## Begin Dataset records

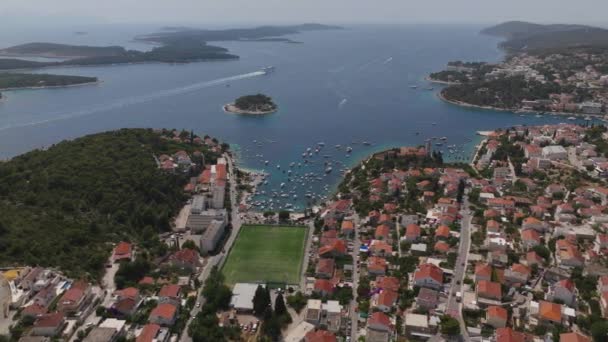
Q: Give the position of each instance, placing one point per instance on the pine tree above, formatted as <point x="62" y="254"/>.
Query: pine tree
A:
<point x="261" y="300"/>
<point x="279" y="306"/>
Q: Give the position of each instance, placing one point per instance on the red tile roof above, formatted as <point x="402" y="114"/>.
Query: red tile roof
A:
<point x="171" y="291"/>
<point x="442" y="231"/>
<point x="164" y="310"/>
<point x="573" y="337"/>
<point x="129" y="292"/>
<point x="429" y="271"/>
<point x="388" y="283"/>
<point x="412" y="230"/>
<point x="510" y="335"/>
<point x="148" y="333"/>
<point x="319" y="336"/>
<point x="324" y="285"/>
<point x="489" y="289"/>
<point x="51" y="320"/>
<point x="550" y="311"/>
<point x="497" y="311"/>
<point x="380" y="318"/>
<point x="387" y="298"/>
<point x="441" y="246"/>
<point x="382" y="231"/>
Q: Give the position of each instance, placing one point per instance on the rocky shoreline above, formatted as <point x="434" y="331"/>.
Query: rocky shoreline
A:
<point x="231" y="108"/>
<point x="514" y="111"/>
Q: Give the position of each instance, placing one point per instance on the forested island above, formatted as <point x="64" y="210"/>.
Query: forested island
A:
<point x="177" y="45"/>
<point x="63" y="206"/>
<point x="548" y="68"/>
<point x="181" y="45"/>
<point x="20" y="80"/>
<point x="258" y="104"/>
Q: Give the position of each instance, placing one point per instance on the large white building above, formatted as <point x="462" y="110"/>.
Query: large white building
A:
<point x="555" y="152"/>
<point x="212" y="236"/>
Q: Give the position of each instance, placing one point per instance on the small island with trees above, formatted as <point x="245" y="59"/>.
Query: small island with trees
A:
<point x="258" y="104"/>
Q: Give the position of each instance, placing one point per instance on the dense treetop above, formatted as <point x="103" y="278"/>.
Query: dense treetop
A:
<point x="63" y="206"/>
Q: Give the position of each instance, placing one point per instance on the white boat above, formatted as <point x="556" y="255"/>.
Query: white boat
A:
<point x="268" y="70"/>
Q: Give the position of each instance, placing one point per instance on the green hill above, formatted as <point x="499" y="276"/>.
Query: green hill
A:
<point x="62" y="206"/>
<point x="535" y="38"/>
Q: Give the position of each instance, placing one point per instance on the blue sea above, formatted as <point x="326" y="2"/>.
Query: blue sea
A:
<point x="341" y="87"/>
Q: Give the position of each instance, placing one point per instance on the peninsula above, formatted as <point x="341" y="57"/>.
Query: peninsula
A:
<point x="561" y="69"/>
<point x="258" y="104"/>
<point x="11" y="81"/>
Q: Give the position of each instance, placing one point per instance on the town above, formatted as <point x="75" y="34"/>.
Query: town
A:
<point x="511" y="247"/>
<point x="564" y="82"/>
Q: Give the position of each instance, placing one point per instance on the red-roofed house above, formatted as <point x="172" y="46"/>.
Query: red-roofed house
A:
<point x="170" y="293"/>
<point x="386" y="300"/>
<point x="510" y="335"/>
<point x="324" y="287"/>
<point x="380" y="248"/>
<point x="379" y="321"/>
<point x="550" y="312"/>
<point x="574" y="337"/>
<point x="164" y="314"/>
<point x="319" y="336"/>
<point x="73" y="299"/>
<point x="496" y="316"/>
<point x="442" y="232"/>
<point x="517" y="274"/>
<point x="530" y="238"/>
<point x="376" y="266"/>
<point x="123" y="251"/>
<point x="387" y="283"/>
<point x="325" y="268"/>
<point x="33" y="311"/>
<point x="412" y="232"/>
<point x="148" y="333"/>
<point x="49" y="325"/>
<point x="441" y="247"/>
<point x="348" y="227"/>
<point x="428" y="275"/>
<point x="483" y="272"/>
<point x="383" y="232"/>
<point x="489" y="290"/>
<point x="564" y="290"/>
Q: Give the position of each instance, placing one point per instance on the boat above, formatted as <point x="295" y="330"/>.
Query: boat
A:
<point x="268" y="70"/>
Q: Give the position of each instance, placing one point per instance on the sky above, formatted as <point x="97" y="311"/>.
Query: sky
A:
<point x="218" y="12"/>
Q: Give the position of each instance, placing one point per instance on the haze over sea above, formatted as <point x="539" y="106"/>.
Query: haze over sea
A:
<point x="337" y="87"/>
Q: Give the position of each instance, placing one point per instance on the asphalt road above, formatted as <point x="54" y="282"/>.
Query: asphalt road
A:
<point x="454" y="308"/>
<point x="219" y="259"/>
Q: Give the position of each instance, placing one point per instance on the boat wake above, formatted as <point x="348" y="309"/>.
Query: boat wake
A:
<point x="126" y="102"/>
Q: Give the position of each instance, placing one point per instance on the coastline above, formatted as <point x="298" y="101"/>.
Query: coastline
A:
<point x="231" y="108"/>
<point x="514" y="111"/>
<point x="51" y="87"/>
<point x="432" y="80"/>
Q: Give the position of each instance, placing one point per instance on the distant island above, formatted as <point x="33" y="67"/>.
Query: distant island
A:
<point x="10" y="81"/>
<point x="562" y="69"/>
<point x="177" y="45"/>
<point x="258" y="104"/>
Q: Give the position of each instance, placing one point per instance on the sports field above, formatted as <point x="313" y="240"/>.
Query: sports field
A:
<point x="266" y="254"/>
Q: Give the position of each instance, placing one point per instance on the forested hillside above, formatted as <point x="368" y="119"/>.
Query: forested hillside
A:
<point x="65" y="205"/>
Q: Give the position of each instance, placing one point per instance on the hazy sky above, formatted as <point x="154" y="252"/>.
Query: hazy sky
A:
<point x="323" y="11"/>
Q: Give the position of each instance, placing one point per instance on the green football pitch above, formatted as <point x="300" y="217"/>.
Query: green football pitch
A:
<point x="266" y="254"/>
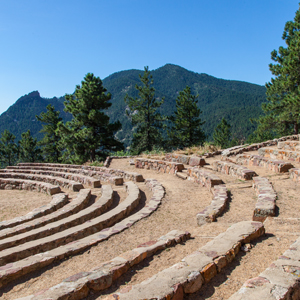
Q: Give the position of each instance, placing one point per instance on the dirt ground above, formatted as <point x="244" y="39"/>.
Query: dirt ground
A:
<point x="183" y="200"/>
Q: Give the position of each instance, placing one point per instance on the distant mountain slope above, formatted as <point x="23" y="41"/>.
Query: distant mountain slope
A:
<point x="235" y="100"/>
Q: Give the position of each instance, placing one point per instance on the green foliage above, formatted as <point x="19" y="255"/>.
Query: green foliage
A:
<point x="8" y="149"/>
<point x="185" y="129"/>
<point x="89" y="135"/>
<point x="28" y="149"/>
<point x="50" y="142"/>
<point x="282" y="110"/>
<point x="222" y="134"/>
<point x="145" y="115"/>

## End Dataset records

● Work instructions: Take the lines from the one that contains "on the coastline" down to the last line of the listing above, both included, and set them down exactly, leaving out pictures.

● Expected output:
Q: Give the position of each instance, placing one point per instance on the coastline above, formatted as <point x="298" y="101"/>.
Query: coastline
A:
<point x="231" y="108"/>
<point x="514" y="111"/>
<point x="51" y="87"/>
<point x="432" y="80"/>
Q: Give the position of each instance, placing one point per instance on the distant island above, formatted as <point x="33" y="67"/>.
Query: distant island
A:
<point x="10" y="81"/>
<point x="562" y="69"/>
<point x="177" y="45"/>
<point x="258" y="104"/>
Q: Give the position of each instance, placing one point per instance on the sports field above, formatted as <point x="313" y="240"/>.
Query: sports field
A:
<point x="266" y="254"/>
Q: Give the position of each instance, placing one point per instance on the forested hillside above, formatted as <point x="368" y="119"/>.
Query: forested hillside
A:
<point x="65" y="205"/>
Q: Give the position of each instance, placing one point per instance on the hazy sky above, formatted as <point x="154" y="252"/>.
Query: hazy sky
A:
<point x="323" y="11"/>
Q: Give the position of each instance, placing one point per instance on the green football pitch above, formatted as <point x="300" y="217"/>.
Query: green football pitch
A:
<point x="266" y="254"/>
Q: Give the position of each instance, placing one point per instance on the dirt ground above, formatted as <point x="244" y="39"/>.
Query: dirt ground
A:
<point x="183" y="200"/>
Q: Give the position of each instance, placing one point per instance on the distant mountain slope above, formatted as <point x="23" y="41"/>.
Query: distant mountain slope
A:
<point x="235" y="100"/>
Q: Give the position of each instance, placing one point per instance on the green foliage above, formatted as <point x="19" y="255"/>.
Query: green foliage
A:
<point x="8" y="149"/>
<point x="185" y="129"/>
<point x="89" y="135"/>
<point x="28" y="149"/>
<point x="50" y="142"/>
<point x="282" y="110"/>
<point x="222" y="134"/>
<point x="145" y="115"/>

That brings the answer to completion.